▸ Source extract:
◆ ◆ ◆

Sunday, 5:15 AM wake-up. We dressed and finished packing in the dark. There were noises from the surrounding tents of others stirring, but the hippos had returned to the water. When we stepped outside we felt a spattering of raindrops. Fred, our driver, arrived shortly after 5:30 AM and drove us the hour to Budongo Forest while the rest of us slept in the back of the van.
We arrived in the middle of the forest to a half-built reception building, all blond wood with a stack of boxed Sharp solar panels on the front porch. We were introduced to our guide, Justin, who was keen to smile and had one tooth missing on the right side of his upper teeth. He wore a dapper wool hat, that made me think of Britain in the 1950s, and tall black gum boots. Philip was our second guide, who trailed behind, quiet, but in a way that you knew he was paying attention, and that maybe he knew just as much as Justin, but just wasn’t as charismatic.
Justin:
The trees protected us from much of the rain. Only our shoes grew damp trekking through patches of fern carpet. Stray drops on our shoulders therefore seemed more noticeable, like they were intentional. We passed trees with roots like the walls of a rate maze—they grew tall and thin up from the ground.
For an hour we saw nothing but a brubaker, a small antelope, trotting down the path ahead of us. We walked like tourists in Times Square with our necks craned up and our eyes trained on the highest branches. Just when I thought our animal luck had run dry, we turned east into the forest and saw the branches sway and then crash together high above our heads as a chimp scurried to get away from us. The chimp was just a small black flash in the green far, far away.

◆ ◆ ◆

▸ Provided data:
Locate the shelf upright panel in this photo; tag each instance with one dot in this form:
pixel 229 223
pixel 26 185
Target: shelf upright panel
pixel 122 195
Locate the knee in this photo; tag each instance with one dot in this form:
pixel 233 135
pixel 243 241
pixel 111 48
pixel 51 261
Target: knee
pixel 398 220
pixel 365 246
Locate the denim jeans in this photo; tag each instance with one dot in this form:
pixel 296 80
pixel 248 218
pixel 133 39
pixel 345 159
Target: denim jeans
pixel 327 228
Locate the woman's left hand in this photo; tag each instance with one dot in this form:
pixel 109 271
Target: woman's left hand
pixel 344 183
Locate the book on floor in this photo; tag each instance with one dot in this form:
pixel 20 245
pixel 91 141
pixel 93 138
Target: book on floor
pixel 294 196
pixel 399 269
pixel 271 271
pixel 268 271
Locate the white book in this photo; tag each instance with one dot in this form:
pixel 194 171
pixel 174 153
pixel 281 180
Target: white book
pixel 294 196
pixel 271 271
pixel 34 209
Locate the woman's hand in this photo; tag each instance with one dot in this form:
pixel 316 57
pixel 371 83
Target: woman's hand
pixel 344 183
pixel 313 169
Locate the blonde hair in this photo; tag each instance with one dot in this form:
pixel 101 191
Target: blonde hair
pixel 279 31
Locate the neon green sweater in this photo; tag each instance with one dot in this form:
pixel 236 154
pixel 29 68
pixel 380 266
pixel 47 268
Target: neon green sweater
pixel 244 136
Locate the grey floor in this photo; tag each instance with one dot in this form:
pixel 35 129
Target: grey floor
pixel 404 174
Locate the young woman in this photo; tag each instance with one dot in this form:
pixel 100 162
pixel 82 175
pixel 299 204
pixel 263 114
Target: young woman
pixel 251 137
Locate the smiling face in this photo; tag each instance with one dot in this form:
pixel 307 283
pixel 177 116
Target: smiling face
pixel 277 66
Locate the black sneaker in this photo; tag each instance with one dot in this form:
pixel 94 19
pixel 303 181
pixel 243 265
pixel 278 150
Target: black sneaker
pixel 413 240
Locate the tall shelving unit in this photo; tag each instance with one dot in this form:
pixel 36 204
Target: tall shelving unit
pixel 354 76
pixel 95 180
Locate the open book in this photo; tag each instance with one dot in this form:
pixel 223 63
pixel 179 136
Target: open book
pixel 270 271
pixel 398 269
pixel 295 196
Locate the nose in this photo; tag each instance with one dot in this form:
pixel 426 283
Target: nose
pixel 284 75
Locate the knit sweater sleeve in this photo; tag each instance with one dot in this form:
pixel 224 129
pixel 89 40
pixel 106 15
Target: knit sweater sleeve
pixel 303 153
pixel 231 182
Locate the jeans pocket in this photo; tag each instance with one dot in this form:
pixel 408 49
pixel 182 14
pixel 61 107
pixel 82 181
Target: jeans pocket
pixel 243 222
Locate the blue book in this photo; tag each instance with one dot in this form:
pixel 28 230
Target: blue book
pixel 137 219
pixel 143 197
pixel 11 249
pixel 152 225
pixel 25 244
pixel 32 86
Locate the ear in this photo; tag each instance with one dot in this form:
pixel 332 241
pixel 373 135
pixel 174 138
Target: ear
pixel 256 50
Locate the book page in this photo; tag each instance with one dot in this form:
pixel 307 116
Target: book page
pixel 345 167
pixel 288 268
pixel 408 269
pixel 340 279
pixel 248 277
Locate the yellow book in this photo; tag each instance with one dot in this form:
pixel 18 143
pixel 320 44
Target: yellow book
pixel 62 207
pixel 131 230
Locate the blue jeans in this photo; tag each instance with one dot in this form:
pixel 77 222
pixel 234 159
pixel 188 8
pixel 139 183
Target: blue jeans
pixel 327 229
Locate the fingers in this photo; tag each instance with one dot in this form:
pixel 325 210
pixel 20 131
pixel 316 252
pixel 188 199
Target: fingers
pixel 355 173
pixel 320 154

◆ ◆ ◆

▸ Exercises to complete:
[1] Please reproduce, word for word, the part of the Budongo Forest account from "We arrived in" up to and including "from the ground.".
[2] Answer these questions from the Budongo Forest account:
(a) Who drove the group to Budongo Forest?
(b) What was stacked on the front porch of the reception building?
(c) For how long did the group see nothing but a small antelope?

▸ Your responses:
[1]
We arrived in the middle of the forest to a half-built reception building, all blond wood with a stack of boxed Sharp solar panels on the front porch. We were introduced to our guide, Justin, who was keen to smile and had one tooth missing on the right side of his upper teeth. He wore a dapper wool hat, that made me think of Britain in the 1950s, and tall black gum boots. Philip was our second guide, who trailed behind, quiet, but in a way that you knew he was paying attention, and that maybe he knew just as much as Justin, but just wasn’t as charismatic.
Justin:
The trees protected us from much of the rain. Only our shoes grew damp trekking through patches of fern carpet. Stray drops on our shoulders therefore seemed more noticeable, like they were intentional. We passed trees with roots like the walls of a rate maze—they grew tall and thin up from the ground.

[2]
(a) Fred
(b) Boxed Sharp solar panels
(c) For an hour